▶ _The task_
Your answer should be every line of the entries that has the string "this" in it.
─── Records ───
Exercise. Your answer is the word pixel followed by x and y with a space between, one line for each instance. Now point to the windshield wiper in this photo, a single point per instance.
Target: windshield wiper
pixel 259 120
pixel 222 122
───
─── Records ───
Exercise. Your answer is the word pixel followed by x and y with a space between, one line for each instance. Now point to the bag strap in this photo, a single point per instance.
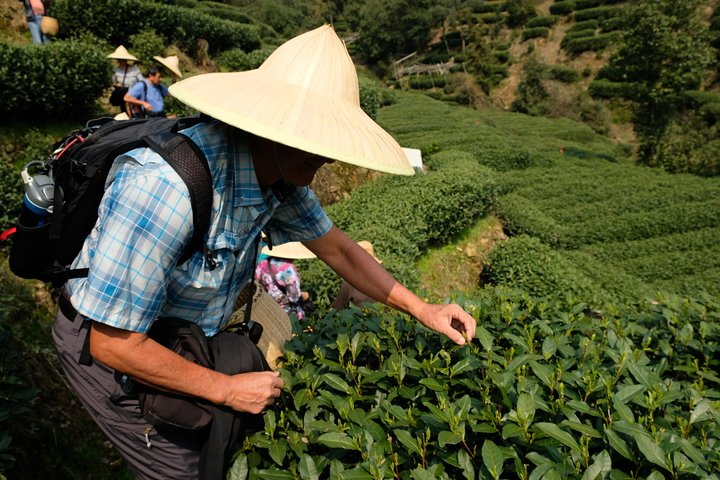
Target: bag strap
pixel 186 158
───
▶ _Exercise solution_
Exercise. Your answer is the word pixel followed by x and y with a space between, one line for each instance. Now point to the windshield wiper in this photo, a single point per instance.
Exercise. Your answer is the word pixel followed by x and y with a space between, one line for each instance. Now point to the bag strap in this photo, a single point per instance.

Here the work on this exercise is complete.